|Note the discussion below under "Viewpoint" as to the best candidates for FOLFIRINOX: |
FOLFIRINOX Versus Gemcitabine for Metastatic Pancreatic Cancer Conroy T, Desseigne F, Ychou M, et al
N Engl J Med.2011;364:1817-1825
Study Summary Gemcitabine has long been the standard of care for treatment of advanced pancreatic cancer. Numerous randomized clinical trials conducted in the past 2 decades have attempted to build upon single-agent therapy. For the most part, gemcitabine-based doublets have not shown substantial improvements in survival, although the gemcitabine-erlotinib combination has received US Food and Drug Administration approval as the first-line indication. In this article, investigators from France report on the utility of an aggressive regimen combining gemcitabine given in standard doses with both oxaliplatin and irinotecan (the FOLFIRINOX regimen). The study was a randomized phase 2 trial that was subsequently expanded to phase 3 design, in which 342 patients were randomly assigned to gemcitabine or FOLFIRINOX.
All of the study endpoints favored FOLFIRINOX: overall survival (11.1 vs 6.8 months), progression-free survival (6.4 vs 3.3 months) and response rates (31.6% vs 9.4%). Incidences of grade 3 or 4 neutropenia, febrile neutropenia, thrombocytopenia, diarrhea, and sensory neuropathy as well as grade 2 alopecia were significantly higher in the FOLFIRINOX arm. At 6 months, 31% of the patients in the FOLFIRINOX group had definitive reductions in their scores on the Quality of Life scale vs 66% in the gemcitabine group, suggesting that despite increased adverse events, patients receiving FOLFIRINOX had a better quality of life.

*Description of the task*. Translate this sentence from the pancreatic cancer study summary into Spanish: "Gemcitabine has long been the standard of care for treatment of advanced pancreatic cancer."

Collected data entries:
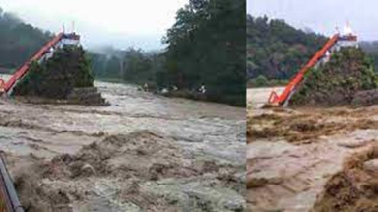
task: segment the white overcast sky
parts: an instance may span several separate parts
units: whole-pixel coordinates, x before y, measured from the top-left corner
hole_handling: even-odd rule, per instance
[[[331,35],[348,21],[360,40],[378,40],[377,0],[247,0],[247,13],[284,19],[296,28]]]
[[[89,47],[162,49],[161,38],[188,0],[0,0],[0,7],[52,32],[72,28]]]

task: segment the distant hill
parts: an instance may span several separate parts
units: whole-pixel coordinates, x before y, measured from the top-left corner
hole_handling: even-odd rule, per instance
[[[248,78],[262,75],[269,80],[289,79],[327,40],[282,20],[247,15]]]
[[[0,67],[17,68],[48,42],[52,35],[0,8]]]

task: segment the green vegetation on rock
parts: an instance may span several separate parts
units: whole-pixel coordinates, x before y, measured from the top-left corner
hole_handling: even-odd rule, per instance
[[[378,88],[373,63],[360,49],[342,49],[327,63],[308,71],[290,105],[349,104],[355,94]]]
[[[13,94],[65,99],[74,88],[93,86],[90,63],[81,47],[66,46],[40,64],[33,62]]]

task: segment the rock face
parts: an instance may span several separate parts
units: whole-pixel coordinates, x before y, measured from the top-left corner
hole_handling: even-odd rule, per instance
[[[378,77],[360,49],[346,48],[311,70],[290,100],[294,105],[350,104],[358,92],[378,87]]]
[[[94,81],[85,51],[80,47],[66,46],[48,60],[32,63],[15,86],[13,95],[103,105],[105,101],[94,87]]]

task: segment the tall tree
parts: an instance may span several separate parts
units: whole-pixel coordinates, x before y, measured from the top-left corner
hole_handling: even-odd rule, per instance
[[[245,1],[190,0],[164,42],[161,85],[204,84],[211,100],[245,104]]]

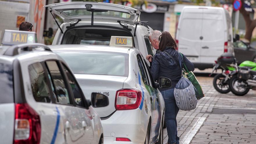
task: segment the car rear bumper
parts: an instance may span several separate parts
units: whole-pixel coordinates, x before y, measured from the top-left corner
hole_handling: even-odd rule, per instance
[[[139,108],[117,111],[101,121],[104,143],[144,143],[149,119],[148,114]],[[131,141],[116,141],[116,138],[129,138]]]

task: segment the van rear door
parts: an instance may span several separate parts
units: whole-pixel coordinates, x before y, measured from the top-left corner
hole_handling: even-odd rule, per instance
[[[225,33],[227,32],[224,14],[221,9],[202,9],[201,63],[213,63],[224,52]]]
[[[192,63],[200,63],[203,10],[184,8],[178,27],[179,51]]]

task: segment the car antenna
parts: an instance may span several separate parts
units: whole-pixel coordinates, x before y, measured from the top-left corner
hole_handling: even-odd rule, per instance
[[[134,30],[134,36],[135,36],[135,33],[136,33],[136,30],[137,29],[137,25],[138,25],[138,19],[139,17],[140,16],[140,15],[136,13],[136,15],[138,16],[138,17],[137,18],[137,21],[136,22],[136,25],[135,26],[135,30]]]
[[[52,10],[51,10],[50,11],[50,12],[51,13],[51,15],[52,16],[52,17],[53,17],[53,18],[55,20],[55,22],[56,23],[56,24],[57,24],[57,25],[58,26],[58,27],[59,27],[59,28],[60,28],[60,29],[61,30],[61,33],[63,33],[63,31],[62,31],[62,30],[61,29],[61,27],[60,26],[60,25],[59,25],[58,23],[58,22],[57,22],[57,21],[56,20],[56,19],[55,19],[55,17],[54,17],[54,16],[53,16],[53,15],[52,14],[52,13],[51,13],[51,12],[52,11]]]
[[[127,30],[128,30],[128,31],[131,31],[131,29],[129,29],[129,28],[128,28],[128,26],[125,26],[123,24],[121,24],[121,22],[120,21],[120,20],[117,21],[117,22],[119,23],[119,24],[120,24],[121,26],[122,26],[124,28],[124,29],[125,29]]]

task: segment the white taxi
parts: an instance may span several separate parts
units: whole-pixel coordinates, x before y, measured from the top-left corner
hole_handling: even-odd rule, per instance
[[[93,92],[108,97],[108,106],[95,109],[104,143],[162,144],[165,105],[157,83],[141,53],[133,48],[132,37],[112,36],[110,41],[110,46],[50,47],[70,67],[86,98]],[[159,81],[160,86],[170,86],[170,79]]]
[[[107,106],[107,97],[95,93],[91,102],[86,99],[63,59],[46,45],[30,43],[36,36],[5,32],[3,44],[9,47],[0,56],[0,143],[103,143],[93,107]]]
[[[111,36],[129,36],[133,38],[134,47],[144,58],[154,55],[148,36],[149,32],[152,30],[140,21],[141,12],[138,10],[92,1],[54,3],[44,7],[64,22],[60,24],[53,45],[108,45]]]

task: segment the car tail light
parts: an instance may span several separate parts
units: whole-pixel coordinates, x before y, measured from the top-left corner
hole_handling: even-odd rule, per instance
[[[227,52],[227,42],[224,43],[224,52]]]
[[[134,89],[123,89],[116,92],[115,106],[117,110],[135,109],[141,100],[141,92]]]
[[[131,140],[129,138],[116,138],[115,141],[131,141]]]
[[[177,49],[176,49],[176,50],[178,51],[178,48],[179,46],[179,40],[175,40],[175,42],[176,42],[176,44],[177,44]]]
[[[39,115],[27,104],[15,104],[14,144],[39,144],[41,135]]]

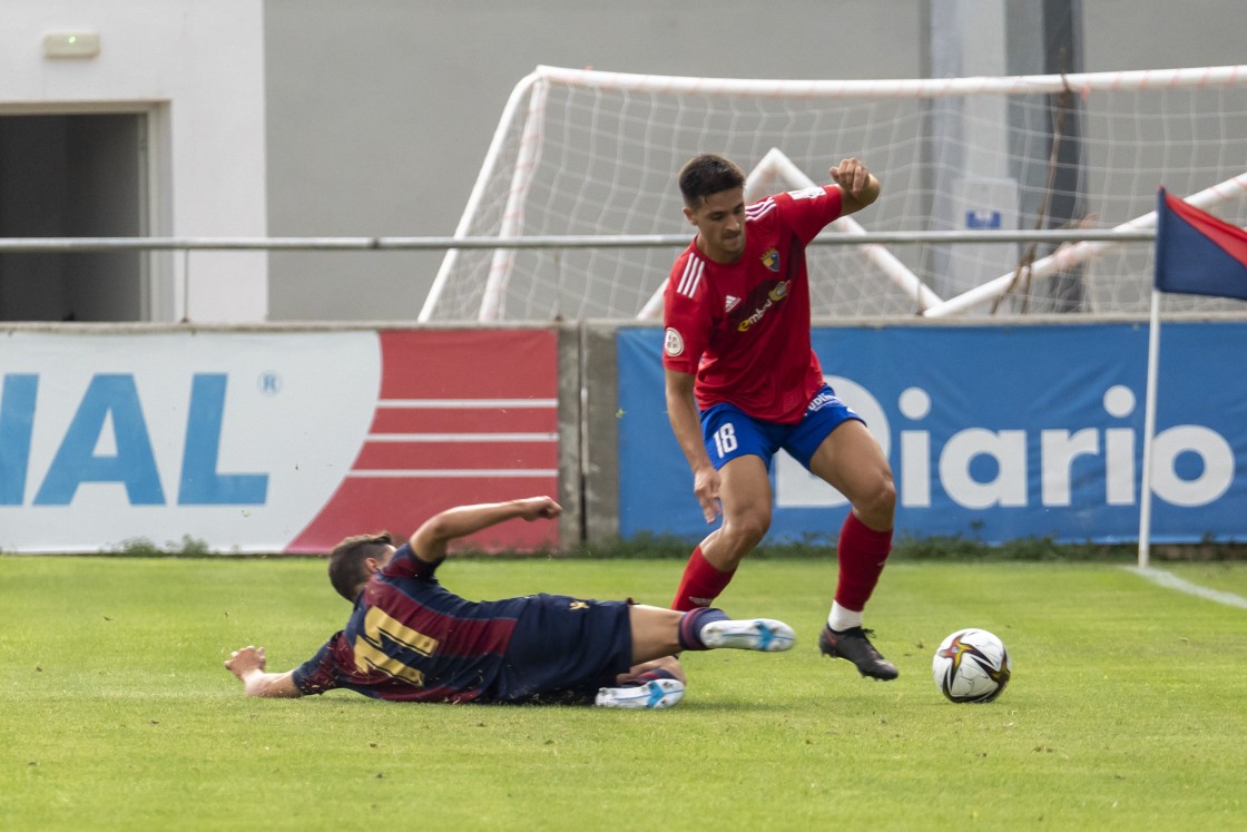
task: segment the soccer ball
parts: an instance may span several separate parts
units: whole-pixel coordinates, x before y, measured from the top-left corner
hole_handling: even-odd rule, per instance
[[[1011,674],[1004,641],[986,630],[958,630],[940,642],[932,661],[935,686],[954,702],[990,702]]]

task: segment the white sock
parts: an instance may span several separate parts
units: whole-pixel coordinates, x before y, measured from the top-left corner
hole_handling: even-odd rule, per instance
[[[849,627],[862,626],[862,610],[849,610],[832,601],[832,611],[827,615],[827,626],[843,632]]]

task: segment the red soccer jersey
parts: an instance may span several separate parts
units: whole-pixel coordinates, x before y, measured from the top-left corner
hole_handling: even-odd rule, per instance
[[[793,424],[823,385],[809,346],[806,244],[840,216],[834,185],[777,193],[744,208],[744,253],[729,264],[696,239],[663,293],[663,367],[696,373],[697,407],[728,402]]]

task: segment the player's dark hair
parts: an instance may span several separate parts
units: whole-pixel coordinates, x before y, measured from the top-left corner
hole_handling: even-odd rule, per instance
[[[744,171],[718,153],[693,156],[680,168],[680,193],[690,208],[697,208],[710,196],[742,187]]]
[[[339,543],[329,553],[329,583],[338,590],[338,595],[354,604],[359,585],[368,580],[364,561],[369,558],[380,560],[385,556],[385,548],[393,543],[389,531],[357,534]]]

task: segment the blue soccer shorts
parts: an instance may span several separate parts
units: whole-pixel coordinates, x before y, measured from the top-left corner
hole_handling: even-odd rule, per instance
[[[715,470],[737,457],[751,454],[761,457],[769,470],[772,457],[781,449],[808,469],[823,439],[848,419],[865,424],[865,419],[837,398],[831,385],[823,384],[806,408],[806,415],[796,424],[754,419],[726,402],[702,410],[702,440]]]
[[[541,695],[592,700],[632,666],[628,601],[529,595],[503,657],[496,699],[520,702]]]

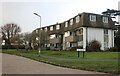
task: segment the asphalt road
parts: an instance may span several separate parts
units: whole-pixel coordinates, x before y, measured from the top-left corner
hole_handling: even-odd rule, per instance
[[[2,74],[104,74],[63,68],[34,61],[28,58],[2,54]]]

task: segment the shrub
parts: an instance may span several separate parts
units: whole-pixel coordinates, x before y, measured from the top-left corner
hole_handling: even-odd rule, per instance
[[[97,40],[92,40],[87,46],[87,51],[100,51],[101,44]]]

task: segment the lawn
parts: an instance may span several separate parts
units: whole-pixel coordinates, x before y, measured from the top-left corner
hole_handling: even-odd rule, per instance
[[[45,63],[74,69],[101,71],[112,74],[120,72],[118,55],[120,52],[85,52],[85,57],[78,58],[77,52],[70,51],[42,51],[40,57],[38,51],[32,50],[3,50],[3,53],[15,54]]]

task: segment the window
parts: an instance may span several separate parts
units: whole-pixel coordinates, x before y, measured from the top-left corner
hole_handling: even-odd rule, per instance
[[[65,22],[65,27],[68,27],[68,22]]]
[[[83,46],[83,41],[78,41],[78,46]]]
[[[78,23],[80,21],[80,16],[76,17],[76,23]]]
[[[47,27],[45,28],[45,32],[47,31]]]
[[[83,28],[80,28],[76,31],[77,35],[83,35]]]
[[[70,25],[73,25],[73,19],[70,20]]]
[[[60,25],[56,25],[56,30],[59,30],[60,29]]]
[[[53,26],[50,27],[50,31],[52,31],[52,30],[53,30]]]
[[[38,33],[38,30],[36,30],[35,32]]]
[[[107,29],[104,30],[104,34],[108,35],[108,30]]]
[[[65,32],[64,36],[65,37],[70,36],[70,32],[69,31]]]
[[[50,39],[55,38],[55,34],[50,35]]]
[[[70,42],[66,42],[66,43],[65,43],[65,46],[66,46],[66,47],[70,47]]]
[[[90,21],[96,21],[96,15],[90,15]]]
[[[108,23],[108,17],[102,17],[104,23]]]

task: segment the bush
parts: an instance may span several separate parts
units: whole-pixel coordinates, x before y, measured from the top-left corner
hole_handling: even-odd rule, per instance
[[[100,51],[100,48],[100,42],[98,42],[97,40],[92,40],[87,47],[87,51]]]
[[[25,49],[24,45],[2,45],[2,49]]]
[[[83,47],[82,47],[82,46],[69,47],[69,48],[66,48],[65,50],[68,50],[68,51],[76,51],[77,49],[83,49]]]

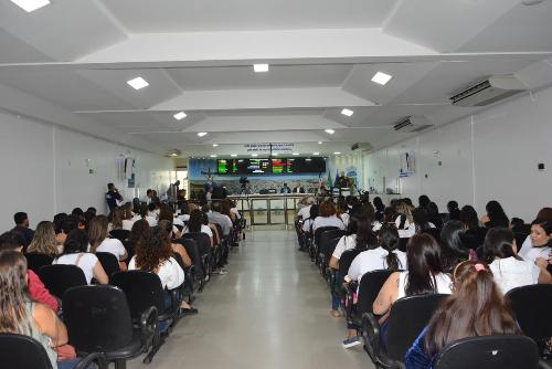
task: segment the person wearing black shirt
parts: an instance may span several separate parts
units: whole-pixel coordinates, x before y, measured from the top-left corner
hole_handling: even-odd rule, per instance
[[[105,194],[105,201],[107,201],[107,207],[109,208],[109,211],[117,208],[117,201],[123,201],[123,197],[120,196],[117,188],[115,188],[115,184],[107,183],[107,192]]]
[[[287,183],[284,183],[284,187],[279,190],[279,193],[291,193],[291,189]]]
[[[18,212],[13,215],[13,221],[15,228],[12,229],[12,232],[17,232],[21,236],[23,246],[26,250],[26,246],[31,244],[34,238],[34,231],[29,228],[29,215],[24,212]]]
[[[301,183],[297,183],[296,187],[294,187],[294,193],[305,193],[305,189],[301,187]]]

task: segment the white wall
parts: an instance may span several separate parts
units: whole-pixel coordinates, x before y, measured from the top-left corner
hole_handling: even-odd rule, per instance
[[[121,157],[136,158],[137,189],[117,179]],[[17,211],[28,212],[33,228],[75,207],[105,212],[107,182],[114,182],[126,200],[138,192],[144,196],[147,188],[162,191],[173,167],[171,159],[161,156],[0,113],[0,231],[13,226]]]
[[[479,214],[493,199],[509,217],[530,222],[539,209],[552,205],[551,120],[548,88],[372,152],[365,173],[370,184],[383,176],[395,180],[399,156],[407,151],[414,154],[415,173],[400,180],[403,197],[417,202],[426,193],[439,210],[456,200],[474,204]],[[544,171],[537,169],[539,162],[546,165]]]

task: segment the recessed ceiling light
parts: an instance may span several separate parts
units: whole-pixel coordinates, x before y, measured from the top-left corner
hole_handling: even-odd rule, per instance
[[[382,86],[383,86],[383,85],[385,85],[385,84],[389,82],[389,80],[391,80],[391,78],[393,78],[393,76],[392,76],[392,75],[389,75],[389,74],[383,73],[383,72],[378,72],[378,73],[375,73],[375,74],[374,74],[374,76],[372,77],[372,82],[375,82],[375,83],[378,83],[378,84],[380,84],[380,85],[382,85]]]
[[[342,114],[342,115],[347,115],[348,117],[350,117],[351,115],[353,115],[353,114],[354,114],[354,112],[353,112],[353,110],[351,110],[351,109],[348,109],[348,108],[346,107],[344,109],[342,109],[342,110],[341,110],[341,114]]]
[[[180,113],[177,113],[177,114],[173,115],[174,119],[177,119],[177,120],[182,120],[187,116],[188,115],[184,112],[180,112]]]
[[[26,12],[35,11],[50,4],[50,0],[11,0],[11,2]]]
[[[253,64],[253,71],[255,71],[255,73],[268,72],[268,64]]]
[[[149,83],[144,80],[142,77],[136,77],[134,80],[127,81],[127,83],[134,88],[134,89],[141,89],[144,87],[149,86]]]

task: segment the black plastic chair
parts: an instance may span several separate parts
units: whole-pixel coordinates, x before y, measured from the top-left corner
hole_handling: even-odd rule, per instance
[[[373,304],[381,287],[388,281],[389,276],[396,271],[381,270],[368,272],[362,275],[359,282],[359,294],[357,304],[353,305],[353,288],[347,289],[346,314],[347,321],[354,324],[359,328],[362,326],[362,315],[364,313],[373,314]]]
[[[51,265],[54,257],[46,254],[29,253],[25,254],[26,267],[36,273],[42,266]]]
[[[381,345],[381,327],[373,314],[362,316],[364,350],[376,366],[400,368],[404,356],[420,333],[429,323],[440,301],[448,295],[427,294],[406,296],[391,307],[388,318],[386,342]]]
[[[32,337],[0,334],[0,362],[2,369],[52,369],[52,362],[42,344]],[[99,352],[82,358],[75,369],[88,368],[95,363],[97,369],[107,369],[107,361]]]
[[[76,265],[45,265],[36,273],[47,291],[59,298],[72,287],[87,285],[83,270]]]
[[[506,297],[510,301],[513,316],[526,336],[535,340],[541,352],[545,340],[552,337],[552,285],[535,284],[510,289]]]
[[[128,238],[130,236],[130,231],[128,231],[128,230],[113,230],[112,232],[109,232],[109,235],[113,239],[117,239],[120,242],[124,242],[124,241],[127,241]]]
[[[157,330],[156,307],[144,312],[135,328],[125,293],[108,285],[68,289],[63,297],[63,317],[71,345],[78,352],[103,352],[108,361],[115,361],[116,369],[125,369],[127,359],[148,352]]]
[[[537,369],[539,350],[526,336],[469,337],[445,346],[434,362],[434,369]]]
[[[114,273],[120,272],[119,261],[110,252],[97,252],[96,256],[108,277]]]

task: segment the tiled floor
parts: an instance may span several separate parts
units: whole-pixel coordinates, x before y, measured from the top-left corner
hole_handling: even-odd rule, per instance
[[[361,347],[341,347],[328,288],[299,253],[293,231],[254,231],[233,251],[229,274],[198,295],[149,366],[129,368],[373,368]]]

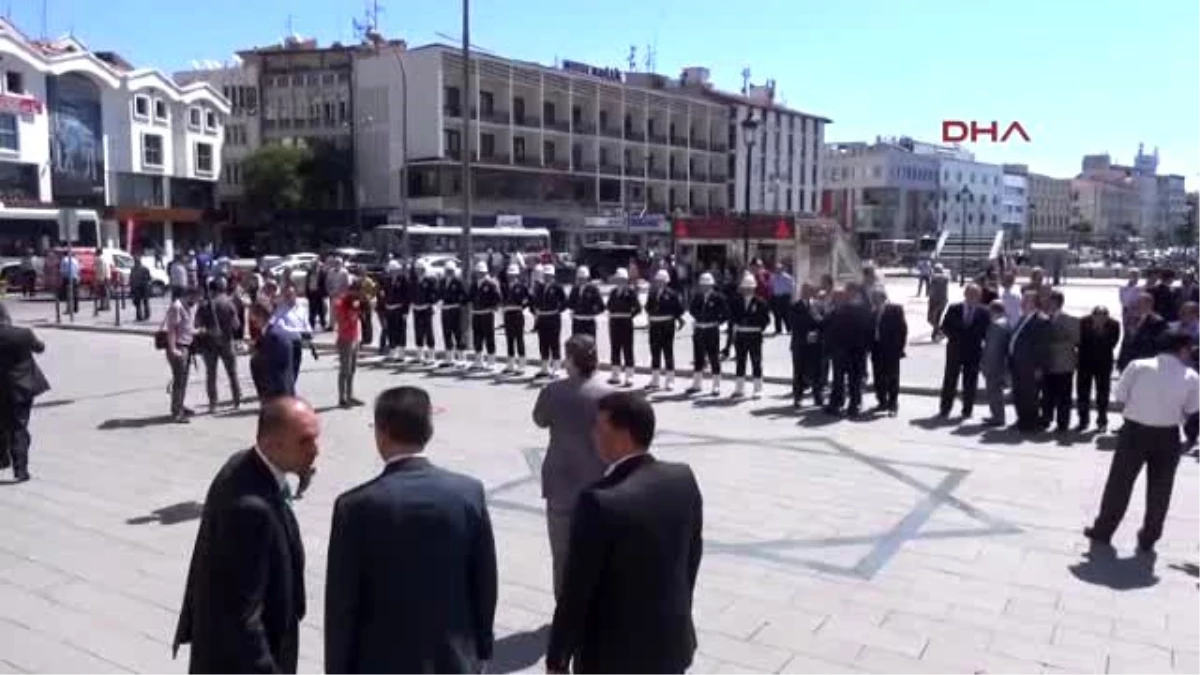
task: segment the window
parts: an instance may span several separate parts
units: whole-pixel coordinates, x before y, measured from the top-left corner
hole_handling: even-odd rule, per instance
[[[20,150],[20,132],[17,127],[17,115],[0,113],[0,150],[17,153]]]
[[[25,92],[25,76],[17,71],[5,71],[4,73],[4,90],[7,94],[24,94]]]
[[[142,135],[142,166],[162,168],[162,136]]]
[[[196,144],[196,173],[212,175],[212,144]]]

*Written solution*. La gemcitabina ha sido durante mucho tiempo el tratamiento estándar del cáncer de páncreas avanzado.